--- Begin Material supplied ---

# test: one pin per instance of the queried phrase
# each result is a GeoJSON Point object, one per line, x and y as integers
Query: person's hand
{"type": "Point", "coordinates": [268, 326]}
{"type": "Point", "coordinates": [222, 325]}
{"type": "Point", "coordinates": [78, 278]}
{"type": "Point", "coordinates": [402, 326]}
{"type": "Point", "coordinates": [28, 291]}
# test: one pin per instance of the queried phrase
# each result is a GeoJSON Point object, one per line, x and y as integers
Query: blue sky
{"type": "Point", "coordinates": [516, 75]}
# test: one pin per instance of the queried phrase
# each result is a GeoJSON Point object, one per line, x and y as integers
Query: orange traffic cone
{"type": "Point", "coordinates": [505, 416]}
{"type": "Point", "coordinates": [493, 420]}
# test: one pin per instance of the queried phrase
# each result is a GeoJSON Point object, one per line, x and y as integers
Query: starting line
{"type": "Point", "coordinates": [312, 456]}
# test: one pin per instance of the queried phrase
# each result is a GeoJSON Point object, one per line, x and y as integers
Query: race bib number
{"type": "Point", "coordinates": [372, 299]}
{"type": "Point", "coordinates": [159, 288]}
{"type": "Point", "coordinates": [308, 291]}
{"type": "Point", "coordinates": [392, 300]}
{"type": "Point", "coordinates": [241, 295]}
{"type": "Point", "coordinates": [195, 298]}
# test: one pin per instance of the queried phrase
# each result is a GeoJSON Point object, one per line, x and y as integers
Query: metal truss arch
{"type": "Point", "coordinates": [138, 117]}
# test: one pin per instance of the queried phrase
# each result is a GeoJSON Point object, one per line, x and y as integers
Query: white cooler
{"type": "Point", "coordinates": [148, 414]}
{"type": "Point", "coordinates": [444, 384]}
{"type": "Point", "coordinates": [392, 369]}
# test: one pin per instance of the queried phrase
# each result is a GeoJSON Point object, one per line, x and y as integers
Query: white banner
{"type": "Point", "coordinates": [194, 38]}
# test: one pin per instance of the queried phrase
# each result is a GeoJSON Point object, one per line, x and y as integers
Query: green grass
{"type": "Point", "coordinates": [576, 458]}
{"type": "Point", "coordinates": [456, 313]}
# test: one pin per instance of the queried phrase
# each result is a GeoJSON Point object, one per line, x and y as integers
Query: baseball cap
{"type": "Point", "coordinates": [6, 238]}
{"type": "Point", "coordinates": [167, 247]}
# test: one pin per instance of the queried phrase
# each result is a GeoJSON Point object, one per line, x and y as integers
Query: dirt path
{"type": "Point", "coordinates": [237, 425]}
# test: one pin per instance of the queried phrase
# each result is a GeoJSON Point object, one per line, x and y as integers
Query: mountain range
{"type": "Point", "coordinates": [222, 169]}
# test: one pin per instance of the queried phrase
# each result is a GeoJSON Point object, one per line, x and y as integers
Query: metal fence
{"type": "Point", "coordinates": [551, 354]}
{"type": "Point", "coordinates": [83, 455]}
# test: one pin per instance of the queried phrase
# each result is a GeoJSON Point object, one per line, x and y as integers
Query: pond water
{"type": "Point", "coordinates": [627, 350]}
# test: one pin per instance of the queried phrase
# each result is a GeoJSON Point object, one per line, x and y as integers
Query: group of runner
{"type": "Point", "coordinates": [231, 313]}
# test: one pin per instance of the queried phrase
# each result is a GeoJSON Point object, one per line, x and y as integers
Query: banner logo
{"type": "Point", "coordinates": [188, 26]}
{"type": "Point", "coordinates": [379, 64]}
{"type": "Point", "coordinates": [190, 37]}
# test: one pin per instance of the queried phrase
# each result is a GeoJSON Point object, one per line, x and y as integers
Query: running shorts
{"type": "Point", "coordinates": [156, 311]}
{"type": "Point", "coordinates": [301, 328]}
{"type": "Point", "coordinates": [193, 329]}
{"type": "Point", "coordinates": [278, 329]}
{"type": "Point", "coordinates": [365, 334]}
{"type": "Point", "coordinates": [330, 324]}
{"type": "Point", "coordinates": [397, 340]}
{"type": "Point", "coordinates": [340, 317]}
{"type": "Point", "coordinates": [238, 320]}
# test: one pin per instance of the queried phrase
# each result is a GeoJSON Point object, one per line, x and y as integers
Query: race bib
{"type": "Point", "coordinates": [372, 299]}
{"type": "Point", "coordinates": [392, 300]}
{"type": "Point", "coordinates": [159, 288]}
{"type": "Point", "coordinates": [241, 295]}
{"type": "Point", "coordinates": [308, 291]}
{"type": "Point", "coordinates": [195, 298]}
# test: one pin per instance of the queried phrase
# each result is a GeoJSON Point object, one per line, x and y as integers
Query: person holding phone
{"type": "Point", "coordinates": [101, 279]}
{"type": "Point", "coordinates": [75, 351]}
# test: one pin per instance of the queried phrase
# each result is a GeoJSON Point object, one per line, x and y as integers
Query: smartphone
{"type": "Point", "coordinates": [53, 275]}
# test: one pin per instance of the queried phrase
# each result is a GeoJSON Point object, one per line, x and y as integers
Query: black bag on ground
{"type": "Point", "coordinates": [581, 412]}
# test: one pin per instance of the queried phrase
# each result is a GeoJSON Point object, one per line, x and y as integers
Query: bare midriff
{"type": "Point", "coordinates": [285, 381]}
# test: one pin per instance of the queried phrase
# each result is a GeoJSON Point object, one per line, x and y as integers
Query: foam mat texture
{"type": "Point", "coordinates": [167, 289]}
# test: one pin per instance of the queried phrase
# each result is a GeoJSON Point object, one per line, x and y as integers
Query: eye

--- End Material supplied ---

*Task brief:* Reproduce every entry shown above, precisely as it stands.

*Exercise output:*
# test: one pin per instance of the queried phrase
# each result is a GeoJSON Point object, one per line, x and y as integers
Query: person's hand
{"type": "Point", "coordinates": [268, 326]}
{"type": "Point", "coordinates": [222, 325]}
{"type": "Point", "coordinates": [78, 278]}
{"type": "Point", "coordinates": [402, 326]}
{"type": "Point", "coordinates": [28, 291]}
# test: one pin per instance of the queried phrase
# each result is a GeoJSON Point object, one per line, x and y as integers
Query: blue sky
{"type": "Point", "coordinates": [516, 75]}
# test: one pin per instance of the queried phrase
# each result is a GeoJSON Point object, one per line, x and y as integers
Query: orange traffic cone
{"type": "Point", "coordinates": [505, 416]}
{"type": "Point", "coordinates": [493, 420]}
# test: one pin per instance of the queried phrase
# each result is a GeoJSON Point object, one per line, x and y as integers
Query: starting line
{"type": "Point", "coordinates": [312, 456]}
# test: one pin per instance of the queried phrase
# each result is a GeoJSON Point object, one per line, x and y as integers
Query: race bib number
{"type": "Point", "coordinates": [372, 299]}
{"type": "Point", "coordinates": [159, 288]}
{"type": "Point", "coordinates": [308, 291]}
{"type": "Point", "coordinates": [392, 300]}
{"type": "Point", "coordinates": [241, 295]}
{"type": "Point", "coordinates": [195, 298]}
# test: one pin per instance of the queried phrase
# each result is a GeoJSON Point object, one per line, x and y as integers
Query: metal truss arch
{"type": "Point", "coordinates": [138, 117]}
# test: one pin per instance of the queried phrase
# each result is a GeoJSON Point object, one per line, x and y as integers
Query: white cooler
{"type": "Point", "coordinates": [148, 414]}
{"type": "Point", "coordinates": [444, 384]}
{"type": "Point", "coordinates": [392, 369]}
# test: one pin per instance of the queried phrase
# each result is a GeoJSON Point object, one per line, x and y as integers
Query: white banner
{"type": "Point", "coordinates": [194, 38]}
# test: one pin per instance of the queried phrase
# each result is a GeoJSON Point object, one per line, x and y as integers
Query: green grass
{"type": "Point", "coordinates": [576, 458]}
{"type": "Point", "coordinates": [456, 313]}
# test: one pin per instance of the queried phrase
# each result is a GeoJSON Point object, one per line, x and y as integers
Query: baseball cap
{"type": "Point", "coordinates": [6, 238]}
{"type": "Point", "coordinates": [167, 247]}
# test: one pin per instance of the queried phrase
# each result is a GeoJSON Point object, one per line, x and y as integers
Query: dirt path
{"type": "Point", "coordinates": [237, 425]}
# test: one pin per instance of the queried phrase
# each result is a GeoJSON Point object, one per line, x and y as integers
Query: mountain range
{"type": "Point", "coordinates": [222, 169]}
# test: one pin per instance of the queried phrase
# each result is a GeoJSON Point object, one per line, x and y as integers
Query: metal fence
{"type": "Point", "coordinates": [551, 354]}
{"type": "Point", "coordinates": [83, 455]}
# test: one pin per instance of the queried phrase
# each result is a GeoJSON Point object, one per line, x and y as integers
Query: pond water
{"type": "Point", "coordinates": [627, 350]}
# test: one pin per instance of the queried phrase
# each result is a GeoJSON Point object, one per line, x and y as integers
Query: group of runner
{"type": "Point", "coordinates": [231, 313]}
# test: one pin per instance of the queried phrase
# each result is a GeoJSON Point object, one per line, x and y as integers
Query: banner logo
{"type": "Point", "coordinates": [188, 26]}
{"type": "Point", "coordinates": [379, 64]}
{"type": "Point", "coordinates": [190, 37]}
# test: one pin per instance of the queried phrase
# each result is a GeoJSON Point object, one per line, x and y as integers
Query: running shorts
{"type": "Point", "coordinates": [156, 311]}
{"type": "Point", "coordinates": [301, 328]}
{"type": "Point", "coordinates": [193, 329]}
{"type": "Point", "coordinates": [278, 329]}
{"type": "Point", "coordinates": [365, 334]}
{"type": "Point", "coordinates": [330, 324]}
{"type": "Point", "coordinates": [397, 340]}
{"type": "Point", "coordinates": [340, 317]}
{"type": "Point", "coordinates": [238, 320]}
# test: one pin per instance of the queried phrase
# each result is a GeoJSON Point object, one per line, x and y as integers
Query: race bib
{"type": "Point", "coordinates": [372, 299]}
{"type": "Point", "coordinates": [392, 300]}
{"type": "Point", "coordinates": [159, 288]}
{"type": "Point", "coordinates": [241, 295]}
{"type": "Point", "coordinates": [308, 291]}
{"type": "Point", "coordinates": [195, 298]}
# test: one pin per instance of the queried phrase
# each result is a GeoJSON Point object, one per line, x and y as integers
Query: person holding phone
{"type": "Point", "coordinates": [101, 279]}
{"type": "Point", "coordinates": [75, 351]}
# test: one pin per instance of the queried phrase
# each result is a GeoJSON Point object, one per line, x and y as integers
Query: smartphone
{"type": "Point", "coordinates": [53, 275]}
# test: one pin per instance of the queried phrase
# each result is a GeoJSON Point object, one per line, x and y as integers
Query: black bag on ground
{"type": "Point", "coordinates": [581, 412]}
# test: one pin per instance of the queried phrase
# each result is a GeoJSON Point object, one per line, x and y as integers
Query: bare midriff
{"type": "Point", "coordinates": [285, 381]}
# test: one pin per instance of the queried phrase
# each result is a GeoJSON Point object, one per line, x and y as integers
Query: foam mat texture
{"type": "Point", "coordinates": [167, 289]}
# test: one pin per instance of the queried phrase
# each result is a GeoJSON Point object, one per line, x and y as integers
Query: eye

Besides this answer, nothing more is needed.